Convert the data below into a JSON array of strings with one string per line and no blank lines, leaving out the images.
______
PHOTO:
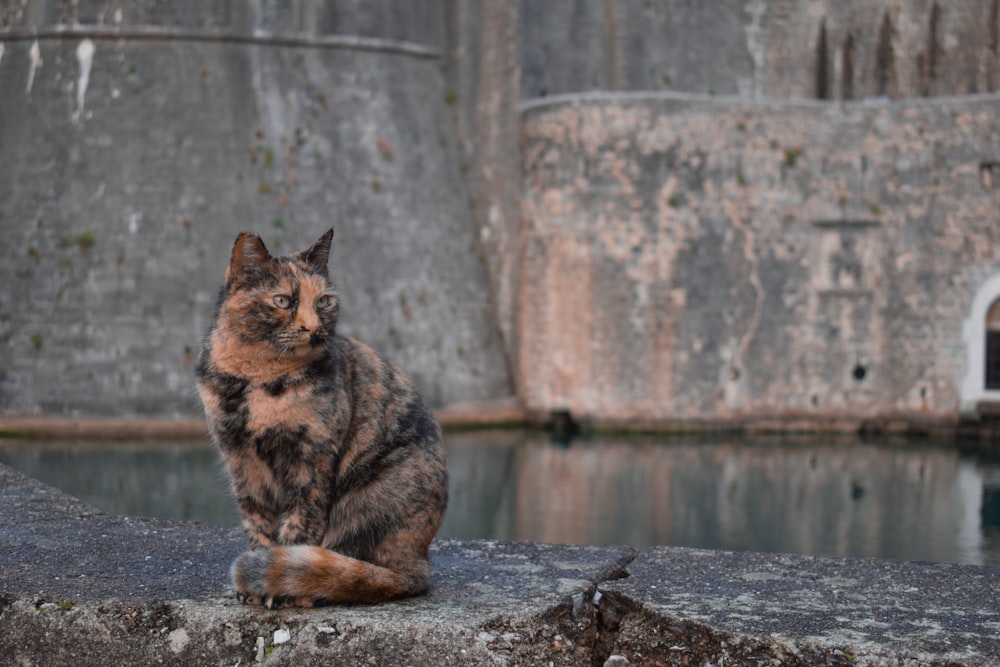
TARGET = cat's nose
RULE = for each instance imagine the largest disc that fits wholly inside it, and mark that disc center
(308, 323)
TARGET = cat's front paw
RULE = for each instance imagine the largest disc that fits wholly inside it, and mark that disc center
(252, 600)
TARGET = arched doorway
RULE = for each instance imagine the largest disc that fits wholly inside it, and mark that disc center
(981, 335)
(991, 381)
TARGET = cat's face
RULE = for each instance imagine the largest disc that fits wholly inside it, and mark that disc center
(282, 303)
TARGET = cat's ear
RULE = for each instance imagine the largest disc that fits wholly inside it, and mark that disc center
(250, 256)
(318, 256)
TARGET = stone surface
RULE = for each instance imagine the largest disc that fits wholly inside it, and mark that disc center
(126, 180)
(831, 49)
(688, 258)
(85, 588)
(730, 608)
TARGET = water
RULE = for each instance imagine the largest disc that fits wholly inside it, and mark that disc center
(912, 502)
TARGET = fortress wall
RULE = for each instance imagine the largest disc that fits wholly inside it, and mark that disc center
(704, 258)
(846, 49)
(130, 164)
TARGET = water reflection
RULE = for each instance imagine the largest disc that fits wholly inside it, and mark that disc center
(845, 498)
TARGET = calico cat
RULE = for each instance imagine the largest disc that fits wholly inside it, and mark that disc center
(335, 463)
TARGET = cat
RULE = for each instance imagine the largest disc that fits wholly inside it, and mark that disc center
(336, 465)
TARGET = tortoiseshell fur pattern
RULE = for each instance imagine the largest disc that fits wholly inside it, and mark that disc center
(335, 463)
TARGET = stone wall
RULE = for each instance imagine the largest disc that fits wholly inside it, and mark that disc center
(139, 139)
(652, 255)
(698, 258)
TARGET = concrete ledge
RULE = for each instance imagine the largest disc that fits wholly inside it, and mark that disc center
(81, 587)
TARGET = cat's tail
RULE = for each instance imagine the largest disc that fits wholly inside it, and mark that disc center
(308, 575)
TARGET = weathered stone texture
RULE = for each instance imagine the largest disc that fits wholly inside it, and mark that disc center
(844, 49)
(695, 259)
(130, 165)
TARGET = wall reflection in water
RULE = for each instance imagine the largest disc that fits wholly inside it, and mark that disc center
(837, 498)
(843, 498)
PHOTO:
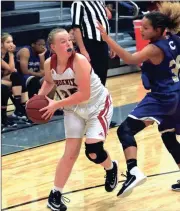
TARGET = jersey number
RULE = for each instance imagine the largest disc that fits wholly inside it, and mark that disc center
(64, 94)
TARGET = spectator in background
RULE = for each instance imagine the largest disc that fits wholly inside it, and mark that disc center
(30, 62)
(5, 121)
(10, 77)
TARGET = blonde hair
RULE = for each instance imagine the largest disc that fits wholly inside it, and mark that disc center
(4, 36)
(52, 33)
(172, 11)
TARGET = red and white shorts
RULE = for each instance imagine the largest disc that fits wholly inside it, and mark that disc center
(90, 119)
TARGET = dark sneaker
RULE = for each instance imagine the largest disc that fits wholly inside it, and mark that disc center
(176, 187)
(111, 178)
(134, 178)
(112, 124)
(19, 115)
(56, 201)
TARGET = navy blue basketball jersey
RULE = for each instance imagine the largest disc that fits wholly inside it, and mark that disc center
(34, 61)
(164, 77)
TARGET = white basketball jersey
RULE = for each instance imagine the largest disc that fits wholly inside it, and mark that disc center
(66, 84)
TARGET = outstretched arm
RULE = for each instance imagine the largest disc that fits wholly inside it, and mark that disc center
(48, 83)
(136, 58)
______
◆ Response ◆
[
  "PHOTO:",
  "TARGET = cat's nose",
  "RULE = for each instance imagine the largest disc that fits wholly inside it, and mark that disc center",
  "(308, 323)",
  "TARGET = cat's front paw",
  "RULE = for each instance imagine the largest disc that fits wholly inside it, and mark that disc center",
  "(252, 600)",
  "TARGET = arched doorway",
  "RULE = for each instance imagine the largest disc that fits wholly inside it, and mark that disc center",
  "(981, 335)",
  "(991, 381)",
  "TARGET = cat's face",
  "RULE = for each instance imagine the largest disc that fits wholly inside it, and mark that disc center",
  "(282, 303)",
  "TARGET = cat's ear",
  "RULE = for each instance imagine the largest disc that fits wholly inside it, and mark that disc center",
  "(250, 256)",
  "(318, 256)",
  "TARGET = stone surface",
  "RULE = for each instance imagine the largest disc that fits wholly inside it, and mark that disc center",
  "(126, 180)",
  "(831, 49)",
  "(688, 258)",
  "(85, 588)",
  "(730, 608)",
  "TARGET = water",
  "RULE = for each instance imagine the largest disc that fits wholly inside it, and mark that disc center",
  "(912, 502)",
  "TARGET = fortress wall",
  "RULE = for each instance imagine the largest disc that fits wholly inside it, and mark that disc center",
  "(704, 258)",
  "(846, 49)",
  "(130, 164)",
  "TARGET = water reflection",
  "RULE = for each instance imagine the largest disc that fits wholly inside it, and mark that disc center",
  "(845, 498)",
  "TARGET = calico cat",
  "RULE = for each instance imagine the largest disc that fits wholly inside it, and mark that disc center",
  "(335, 463)",
  "TARGET = cat",
  "RULE = for each instance imagine the largest disc that fits wholly inside it, and mark that disc center",
  "(336, 465)",
  "TARGET = tortoiseshell fur pattern",
  "RULE = for each instance imagine the largest disc that fits wholly inside it, and mark that disc center",
  "(335, 463)",
  "TARGET = stone wall",
  "RULE = for each instance imagine the largest disc that fits wholly inside it, and mark that disc center",
  "(139, 139)",
  "(652, 255)",
  "(698, 258)",
  "TARGET = concrete ledge",
  "RULE = for each instance imagine the largest disc that fits wholly inside it, and mark that disc center",
  "(81, 587)",
  "TARGET = cat's tail",
  "RULE = for each instance imagine the largest disc that fits wholly inside it, and mark that disc center",
  "(308, 575)",
  "TARGET = weathered stone texture",
  "RULE = for each instance imagine the largest disc that fits wholly inside it, and mark that disc center",
  "(844, 49)",
  "(695, 259)",
  "(130, 165)",
  "TARGET = wall reflection in water",
  "RULE = for each instance imagine the largest disc that fits wholly inside it, and mark that disc center",
  "(837, 498)",
  "(843, 498)",
  "PHOTO:",
  "TARGET = jersey number",
  "RULE = for each instance imagine the largest disc that fits wholly inside it, and mark that disc center",
  "(64, 94)",
  "TARGET = spectator in background",
  "RULE = for each instance imagine the largest disc that fits wholly inside it, and mark that disc center",
  "(30, 62)",
  "(5, 121)",
  "(10, 77)",
  "TARGET = blonde hair",
  "RULE = for each instance imagine the largest disc that fits wholly inside it, and mark that disc center",
  "(4, 36)",
  "(52, 33)",
  "(172, 11)",
  "TARGET = red and white shorts",
  "RULE = for each instance imagine the largest disc that fits wholly inside it, and mark that disc center",
  "(90, 119)",
  "TARGET = dark sneaker",
  "RULE = for each instance imagine the largest disc that fits wholly inside it, and mark that disc center",
  "(176, 187)",
  "(111, 178)",
  "(134, 178)",
  "(112, 124)",
  "(19, 115)",
  "(56, 201)",
  "TARGET = navy blue basketball jersey",
  "RULE = for each instance imagine the largest disc that fits wholly inside it, and mark that disc center",
  "(34, 61)",
  "(164, 77)",
  "TARGET = white basketball jersey",
  "RULE = for each instance imagine the largest disc that fits wholly inside it, and mark that disc center",
  "(66, 84)",
  "TARGET = outstretched arm",
  "RULE = for each instance imagine the largest disc that fits wholly inside it, and mark that disc center",
  "(48, 83)",
  "(136, 58)"
]